**Try it:** Could you give the data below again exactly, apart from the pictures?

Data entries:
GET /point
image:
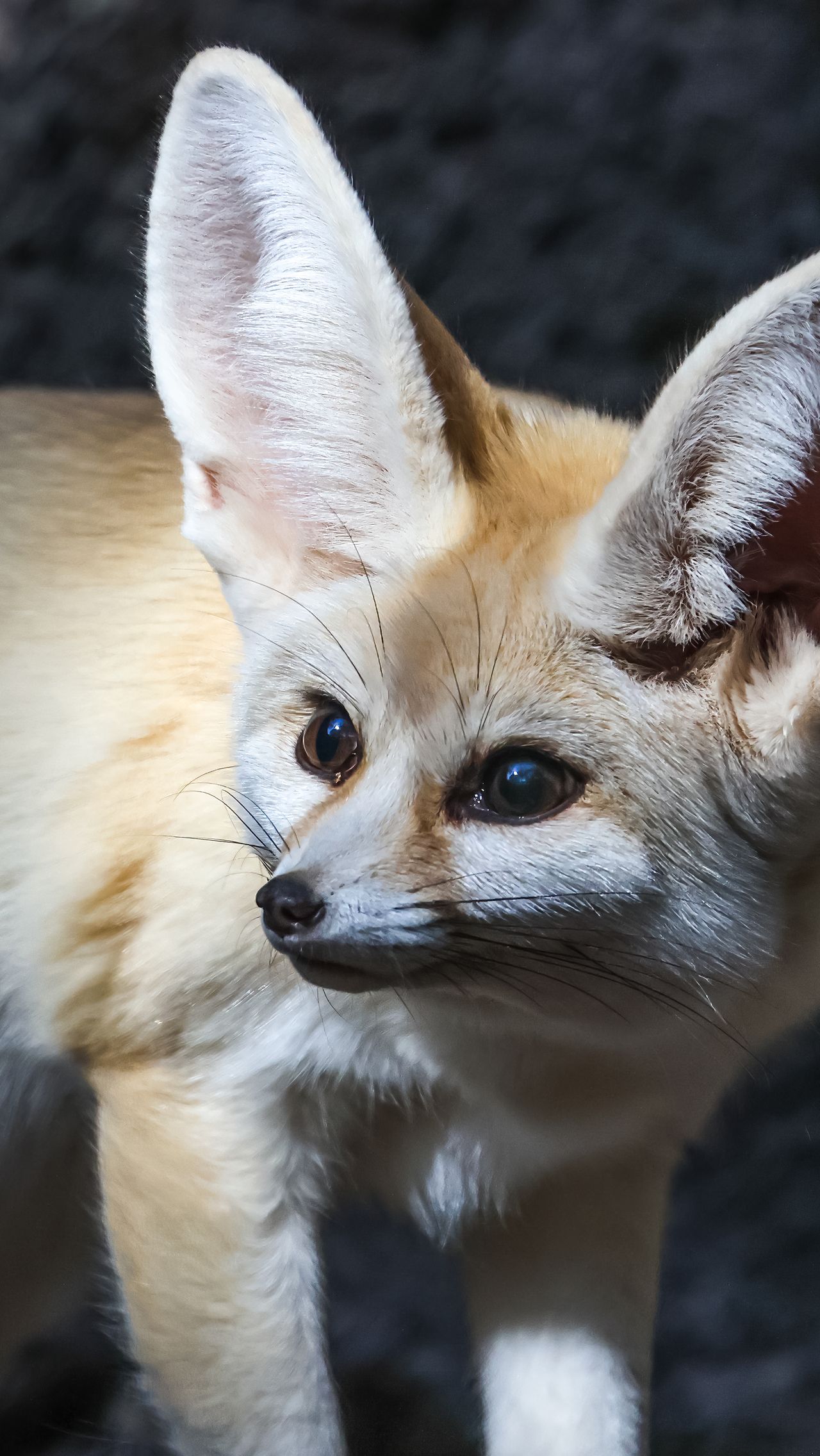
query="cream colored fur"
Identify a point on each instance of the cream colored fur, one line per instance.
(555, 1005)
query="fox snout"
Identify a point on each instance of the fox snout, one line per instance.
(290, 906)
(293, 912)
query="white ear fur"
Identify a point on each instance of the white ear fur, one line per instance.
(725, 447)
(281, 343)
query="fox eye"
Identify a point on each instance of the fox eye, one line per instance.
(329, 745)
(523, 784)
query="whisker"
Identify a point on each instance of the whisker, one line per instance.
(462, 563)
(372, 593)
(490, 700)
(305, 608)
(340, 691)
(448, 651)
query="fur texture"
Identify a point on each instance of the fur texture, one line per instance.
(551, 1004)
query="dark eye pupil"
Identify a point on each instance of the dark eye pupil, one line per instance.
(332, 739)
(522, 787)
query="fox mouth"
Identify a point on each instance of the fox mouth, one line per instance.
(332, 976)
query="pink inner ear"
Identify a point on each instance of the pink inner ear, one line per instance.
(215, 486)
(784, 561)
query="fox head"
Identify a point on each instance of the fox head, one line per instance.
(529, 702)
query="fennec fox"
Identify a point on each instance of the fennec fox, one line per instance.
(519, 714)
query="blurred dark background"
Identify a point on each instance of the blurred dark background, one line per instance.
(577, 186)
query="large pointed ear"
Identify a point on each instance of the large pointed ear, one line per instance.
(717, 509)
(283, 344)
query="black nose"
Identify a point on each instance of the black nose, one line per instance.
(289, 905)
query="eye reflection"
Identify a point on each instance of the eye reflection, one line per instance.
(329, 746)
(523, 784)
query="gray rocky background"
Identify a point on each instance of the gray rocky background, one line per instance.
(578, 186)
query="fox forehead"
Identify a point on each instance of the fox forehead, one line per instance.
(468, 625)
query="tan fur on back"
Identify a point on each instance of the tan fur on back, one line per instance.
(119, 654)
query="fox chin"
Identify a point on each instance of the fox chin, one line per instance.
(434, 816)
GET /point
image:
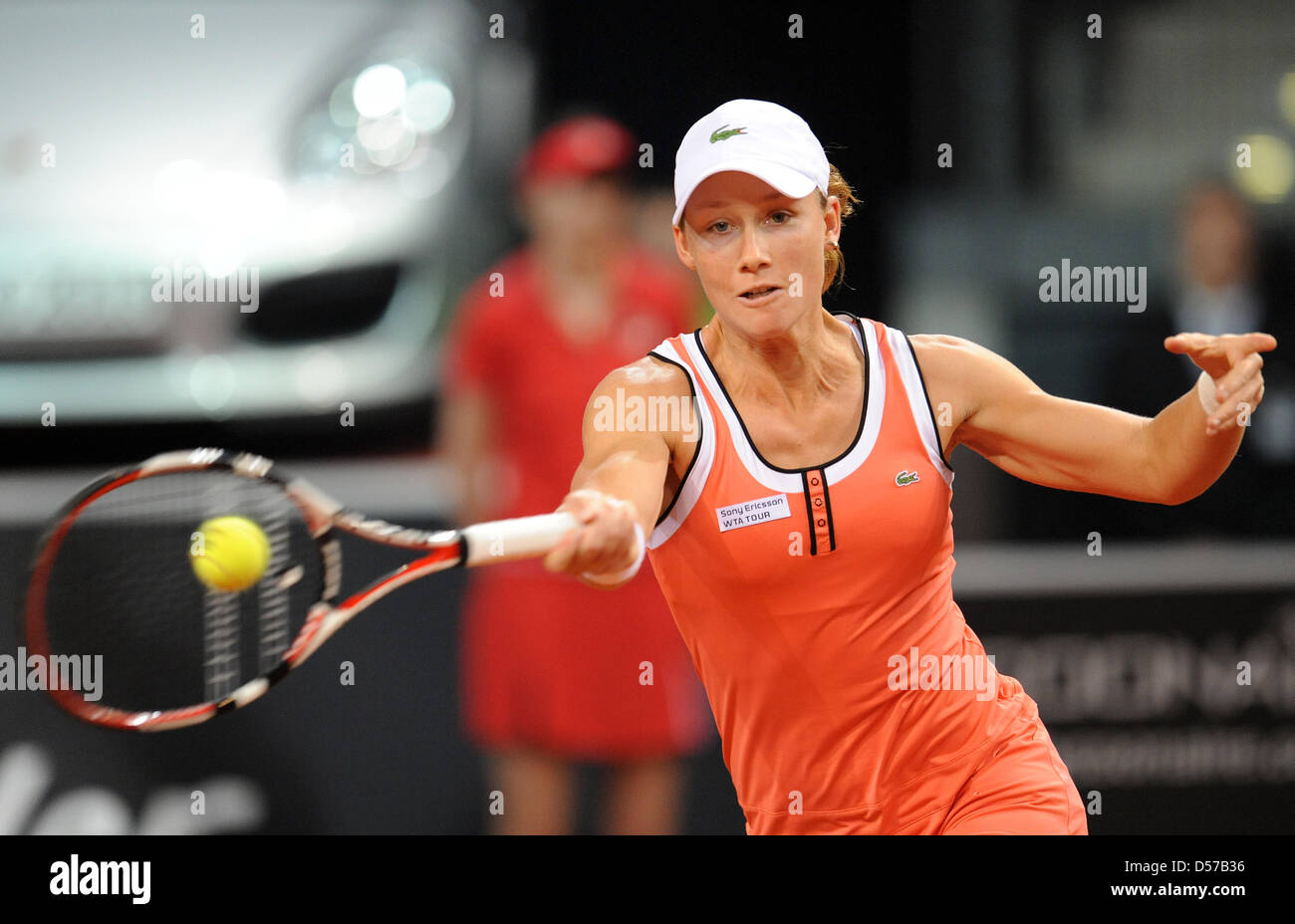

**Answer for this exercise:**
GET /point
image:
query="cream colored fur"
Identify a point on each instance of the cream colored fur, one line per instance.
(555, 1005)
query="fox snout"
Identify a point on each instance of the fox snout, one line per instance.
(290, 906)
(293, 912)
query="white ear fur"
Identify a point on each instance of the white ear fur, one line per instance.
(725, 447)
(281, 343)
query="fox eye"
Identify a point on each instance of the fox eye, one line per instance.
(329, 745)
(523, 784)
query="whisker"
Identify a point on each instance of the whisker, one line per instance.
(462, 563)
(372, 593)
(490, 700)
(305, 608)
(340, 691)
(448, 651)
query="fur texture"
Identify a point on each instance of the fur texture, one line per instance.
(551, 1004)
query="dark eye pupil"
Identify a point on each instance of the dark eye pupil, one line per instance.
(332, 739)
(522, 787)
query="fox mouth"
Identify a point on each instance of the fox mouth, one line per instance.
(332, 976)
query="pink inner ear"
Identify a point on each instance of the pink inner ear, one line per instance.
(215, 486)
(784, 561)
query="fox head"
Identify a point on each instance of the fox head, one line per instance.
(529, 702)
query="fennec fox"
Identify a point on each instance of the fennec fox, one line per instance.
(519, 714)
query="blurred dark background"
Identify a point on each instance of the blurred dark background, one line per instance.
(577, 186)
query="large pointed ear"
Identify a point on each instance of the large pointed ear, one line per instance.
(717, 509)
(283, 344)
query="black nose"
Identify a point on each instance of the black nose, one line per instance.
(289, 905)
query="eye reflection"
Identify a point on each instance of the eye reflection, one line per instance.
(329, 746)
(523, 784)
query="gray rocky background"
Identify a point on each instance of the gray rocky background, one line per instance.
(578, 186)
query="fox forehead"
Identify a point on each instance of the fox forehead, one line per instance.
(468, 625)
query="tan fur on back"
Identify a point on each instance of the tan fur on back, one line per instance.
(119, 654)
query="fox chin"
Identify a point on each instance of the fox chin, one line per instance.
(434, 816)
GET /point
image:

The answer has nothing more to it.